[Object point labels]

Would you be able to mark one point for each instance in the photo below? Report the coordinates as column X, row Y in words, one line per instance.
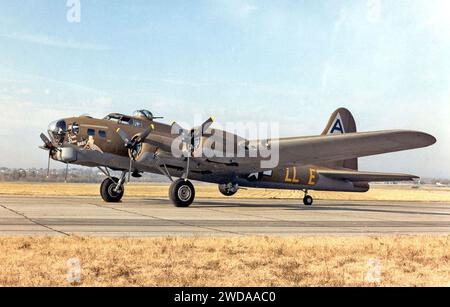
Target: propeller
column 189, row 138
column 132, row 144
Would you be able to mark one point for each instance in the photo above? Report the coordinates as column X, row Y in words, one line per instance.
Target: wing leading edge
column 356, row 176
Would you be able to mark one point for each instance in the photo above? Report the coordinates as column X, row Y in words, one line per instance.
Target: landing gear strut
column 182, row 193
column 307, row 200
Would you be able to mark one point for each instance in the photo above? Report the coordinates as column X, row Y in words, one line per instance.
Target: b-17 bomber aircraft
column 139, row 143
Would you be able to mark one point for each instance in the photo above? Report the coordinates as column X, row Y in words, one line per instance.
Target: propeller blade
column 67, row 172
column 129, row 170
column 123, row 135
column 176, row 128
column 141, row 138
column 207, row 124
column 47, row 142
column 48, row 164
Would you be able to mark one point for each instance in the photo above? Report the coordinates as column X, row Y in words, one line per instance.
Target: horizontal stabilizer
column 310, row 150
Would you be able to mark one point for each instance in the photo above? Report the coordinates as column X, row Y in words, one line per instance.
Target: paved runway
column 231, row 217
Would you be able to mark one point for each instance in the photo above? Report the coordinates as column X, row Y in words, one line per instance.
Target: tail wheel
column 182, row 193
column 308, row 200
column 108, row 190
column 226, row 190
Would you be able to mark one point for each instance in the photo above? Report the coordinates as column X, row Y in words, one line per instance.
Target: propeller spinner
column 133, row 144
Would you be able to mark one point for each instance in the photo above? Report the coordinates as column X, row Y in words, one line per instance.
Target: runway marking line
column 34, row 222
column 167, row 220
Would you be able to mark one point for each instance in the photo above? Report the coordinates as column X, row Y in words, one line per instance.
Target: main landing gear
column 112, row 189
column 182, row 193
column 228, row 189
column 308, row 200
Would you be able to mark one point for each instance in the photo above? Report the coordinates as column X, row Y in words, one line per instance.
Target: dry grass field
column 377, row 192
column 260, row 261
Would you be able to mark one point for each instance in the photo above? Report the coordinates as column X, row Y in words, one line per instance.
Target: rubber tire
column 174, row 193
column 106, row 188
column 308, row 200
column 223, row 190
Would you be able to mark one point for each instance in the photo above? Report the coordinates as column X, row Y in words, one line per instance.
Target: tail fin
column 341, row 121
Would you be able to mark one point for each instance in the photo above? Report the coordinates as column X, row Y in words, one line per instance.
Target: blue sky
column 288, row 61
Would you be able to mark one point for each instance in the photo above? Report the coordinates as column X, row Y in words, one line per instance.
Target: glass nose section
column 57, row 130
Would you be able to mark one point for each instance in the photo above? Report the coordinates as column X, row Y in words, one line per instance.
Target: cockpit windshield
column 145, row 114
column 120, row 119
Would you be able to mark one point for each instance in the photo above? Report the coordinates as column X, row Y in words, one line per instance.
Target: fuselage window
column 91, row 132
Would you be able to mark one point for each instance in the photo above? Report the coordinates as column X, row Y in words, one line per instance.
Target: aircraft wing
column 356, row 176
column 319, row 149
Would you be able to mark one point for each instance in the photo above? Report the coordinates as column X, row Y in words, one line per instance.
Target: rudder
column 341, row 122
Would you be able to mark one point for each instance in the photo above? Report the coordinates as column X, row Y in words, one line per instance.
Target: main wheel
column 225, row 190
column 108, row 190
column 308, row 200
column 182, row 193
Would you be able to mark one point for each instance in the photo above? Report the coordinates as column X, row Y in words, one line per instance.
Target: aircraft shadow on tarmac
column 347, row 207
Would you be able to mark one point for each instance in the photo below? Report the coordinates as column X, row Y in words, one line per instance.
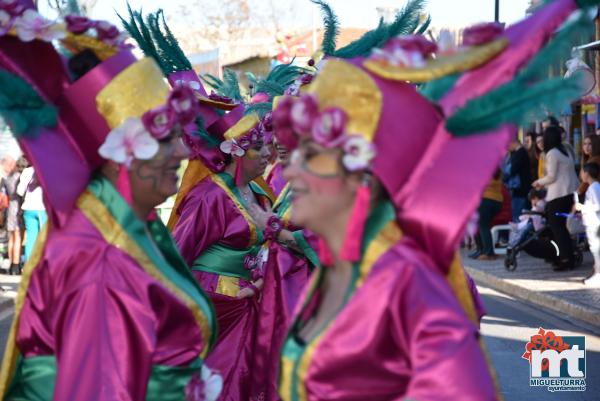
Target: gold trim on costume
column 229, row 286
column 253, row 235
column 243, row 126
column 112, row 232
column 137, row 89
column 345, row 86
column 441, row 66
column 11, row 353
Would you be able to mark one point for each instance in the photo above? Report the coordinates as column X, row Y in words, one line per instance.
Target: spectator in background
column 539, row 142
column 591, row 154
column 591, row 218
column 517, row 176
column 560, row 182
column 34, row 213
column 14, row 225
column 533, row 153
column 490, row 206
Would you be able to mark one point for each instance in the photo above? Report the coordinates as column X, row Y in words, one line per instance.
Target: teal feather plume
column 406, row 22
column 513, row 103
column 22, row 108
column 332, row 27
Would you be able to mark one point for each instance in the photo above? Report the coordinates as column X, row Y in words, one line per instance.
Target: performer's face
column 256, row 160
column 322, row 192
column 154, row 180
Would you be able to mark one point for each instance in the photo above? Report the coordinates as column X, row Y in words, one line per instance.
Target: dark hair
column 553, row 139
column 80, row 64
column 593, row 169
column 552, row 121
column 536, row 193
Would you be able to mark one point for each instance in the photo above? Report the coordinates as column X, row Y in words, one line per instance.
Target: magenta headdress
column 434, row 152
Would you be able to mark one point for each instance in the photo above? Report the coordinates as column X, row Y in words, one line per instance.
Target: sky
column 352, row 13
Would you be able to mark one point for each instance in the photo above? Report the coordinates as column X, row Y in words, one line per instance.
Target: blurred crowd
column 542, row 186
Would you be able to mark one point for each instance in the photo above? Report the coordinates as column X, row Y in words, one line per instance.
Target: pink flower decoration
column 329, row 126
column 77, row 24
column 206, row 386
column 182, row 101
column 159, row 121
column 12, row 7
column 482, row 33
column 260, row 97
column 129, row 141
column 303, row 112
column 31, row 25
column 358, row 153
column 106, row 31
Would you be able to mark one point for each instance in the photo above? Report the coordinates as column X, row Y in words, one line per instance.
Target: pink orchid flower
column 31, row 25
column 358, row 153
column 129, row 141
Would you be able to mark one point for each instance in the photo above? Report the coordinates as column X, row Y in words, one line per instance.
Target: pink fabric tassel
column 325, row 256
column 123, row 184
column 238, row 172
column 356, row 225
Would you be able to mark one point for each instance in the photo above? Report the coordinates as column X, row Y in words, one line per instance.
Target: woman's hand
column 249, row 292
column 260, row 215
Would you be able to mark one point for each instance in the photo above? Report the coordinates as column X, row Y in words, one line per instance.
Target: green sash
column 37, row 377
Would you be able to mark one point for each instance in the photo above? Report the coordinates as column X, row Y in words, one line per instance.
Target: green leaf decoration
column 435, row 90
column 22, row 108
column 332, row 27
column 406, row 22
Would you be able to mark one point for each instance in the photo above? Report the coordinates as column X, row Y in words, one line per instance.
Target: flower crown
column 295, row 118
column 137, row 137
column 29, row 25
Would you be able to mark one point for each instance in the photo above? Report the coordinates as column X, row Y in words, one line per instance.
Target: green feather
column 435, row 90
column 514, row 103
column 332, row 27
column 554, row 52
column 259, row 108
column 22, row 108
column 406, row 22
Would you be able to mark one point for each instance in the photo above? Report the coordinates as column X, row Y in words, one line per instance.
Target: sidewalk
column 10, row 284
column 535, row 281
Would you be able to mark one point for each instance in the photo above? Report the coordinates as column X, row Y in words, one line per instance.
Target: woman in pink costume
column 389, row 178
column 107, row 308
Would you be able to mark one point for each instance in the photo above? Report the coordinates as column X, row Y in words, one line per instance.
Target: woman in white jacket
column 34, row 212
column 560, row 182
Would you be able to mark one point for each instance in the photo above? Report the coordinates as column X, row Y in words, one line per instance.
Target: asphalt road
column 506, row 329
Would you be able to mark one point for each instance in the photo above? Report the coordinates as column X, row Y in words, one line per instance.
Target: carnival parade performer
column 388, row 315
column 107, row 308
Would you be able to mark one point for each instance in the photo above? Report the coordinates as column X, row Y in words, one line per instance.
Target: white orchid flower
column 129, row 141
column 358, row 153
column 213, row 384
column 32, row 25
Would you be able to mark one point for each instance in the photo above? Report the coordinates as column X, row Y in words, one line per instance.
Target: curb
column 6, row 303
column 554, row 303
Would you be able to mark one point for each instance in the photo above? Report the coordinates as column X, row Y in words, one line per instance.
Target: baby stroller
column 539, row 243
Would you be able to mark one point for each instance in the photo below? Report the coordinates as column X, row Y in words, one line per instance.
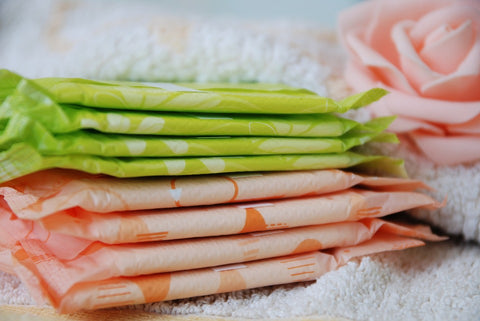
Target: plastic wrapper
column 34, row 262
column 224, row 98
column 170, row 224
column 23, row 129
column 30, row 102
column 185, row 284
column 22, row 159
column 44, row 193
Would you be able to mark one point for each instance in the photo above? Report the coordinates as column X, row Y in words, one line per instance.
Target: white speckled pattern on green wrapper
column 22, row 159
column 21, row 128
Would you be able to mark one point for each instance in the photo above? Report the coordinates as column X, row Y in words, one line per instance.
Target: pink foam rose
column 427, row 54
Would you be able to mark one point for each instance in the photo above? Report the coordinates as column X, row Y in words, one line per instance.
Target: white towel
column 137, row 41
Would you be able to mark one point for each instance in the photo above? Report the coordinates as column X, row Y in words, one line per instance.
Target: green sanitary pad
column 22, row 159
column 28, row 100
column 25, row 129
column 202, row 98
column 127, row 129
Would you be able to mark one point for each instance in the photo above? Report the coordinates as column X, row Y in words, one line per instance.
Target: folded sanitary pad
column 105, row 198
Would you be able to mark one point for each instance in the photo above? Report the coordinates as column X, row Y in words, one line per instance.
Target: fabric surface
column 437, row 282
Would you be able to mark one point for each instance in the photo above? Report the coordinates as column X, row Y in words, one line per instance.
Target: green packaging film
column 25, row 129
column 22, row 159
column 30, row 102
column 203, row 98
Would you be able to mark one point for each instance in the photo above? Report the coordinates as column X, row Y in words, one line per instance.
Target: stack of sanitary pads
column 118, row 193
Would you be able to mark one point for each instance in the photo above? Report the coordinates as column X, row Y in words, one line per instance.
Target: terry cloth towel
column 440, row 281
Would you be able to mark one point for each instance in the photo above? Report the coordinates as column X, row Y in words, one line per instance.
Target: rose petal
column 399, row 103
column 416, row 71
column 382, row 68
column 454, row 16
column 470, row 127
column 463, row 84
column 446, row 53
column 378, row 17
column 405, row 124
column 448, row 150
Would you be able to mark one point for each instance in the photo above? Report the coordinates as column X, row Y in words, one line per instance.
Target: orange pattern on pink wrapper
column 172, row 186
column 149, row 237
column 307, row 246
column 369, row 212
column 92, row 248
column 231, row 280
column 254, row 221
column 235, row 187
column 132, row 225
column 154, row 289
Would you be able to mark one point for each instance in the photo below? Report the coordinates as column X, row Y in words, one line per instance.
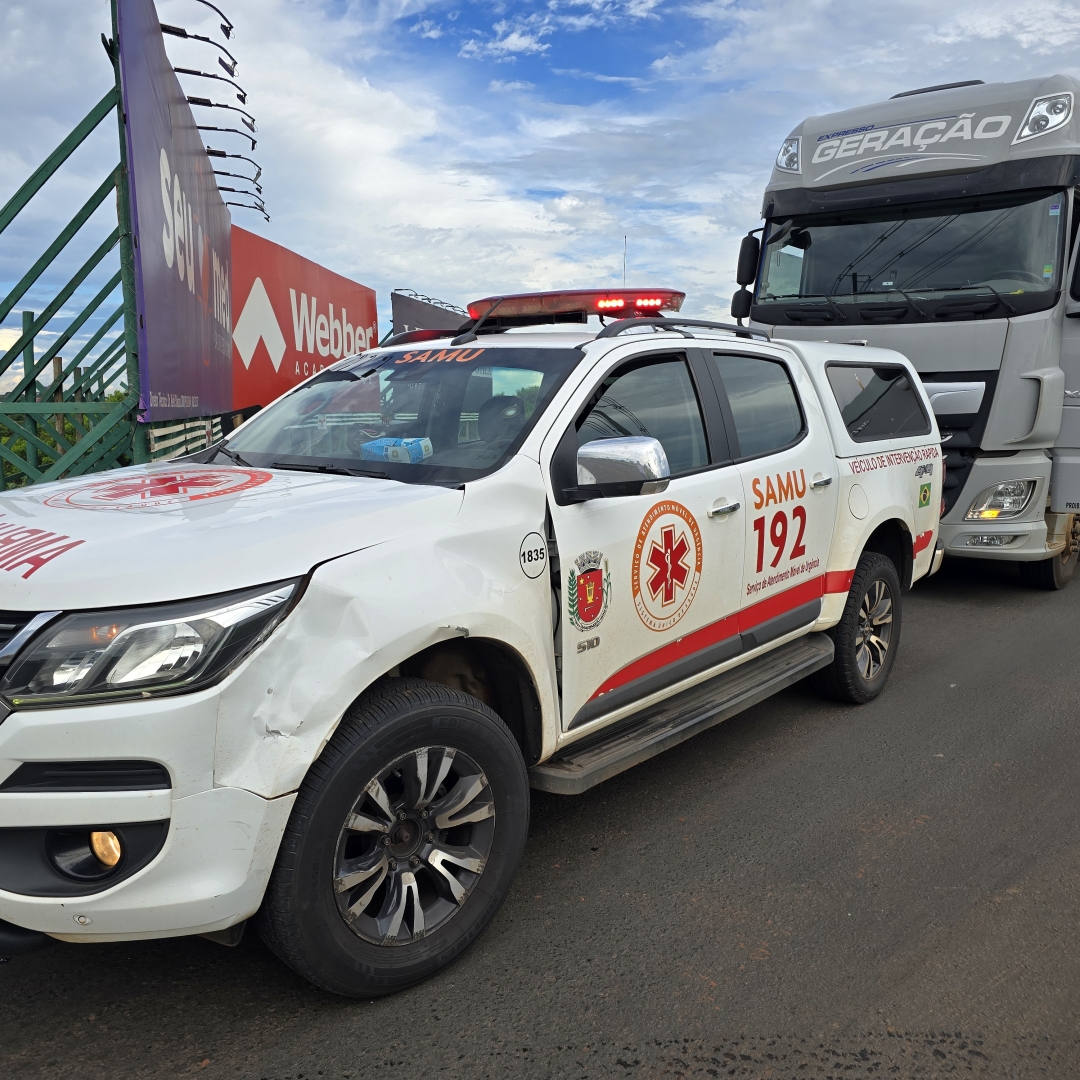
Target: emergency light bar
column 616, row 301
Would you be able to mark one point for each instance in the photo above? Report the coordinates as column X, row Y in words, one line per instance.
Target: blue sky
column 462, row 149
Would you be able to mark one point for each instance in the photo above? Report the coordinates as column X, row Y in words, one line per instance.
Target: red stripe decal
column 694, row 642
column 838, row 581
column 835, row 581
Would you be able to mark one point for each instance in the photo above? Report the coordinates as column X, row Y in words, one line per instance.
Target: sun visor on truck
column 1061, row 171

## [Brief]
Show every line of the entries above that contains the word "white" and copy each one in full.

## [Response to the exercise]
Target: woman in white jacket
Target: white orchid flower
Target: white speckled pattern on green wrapper
Target: white towel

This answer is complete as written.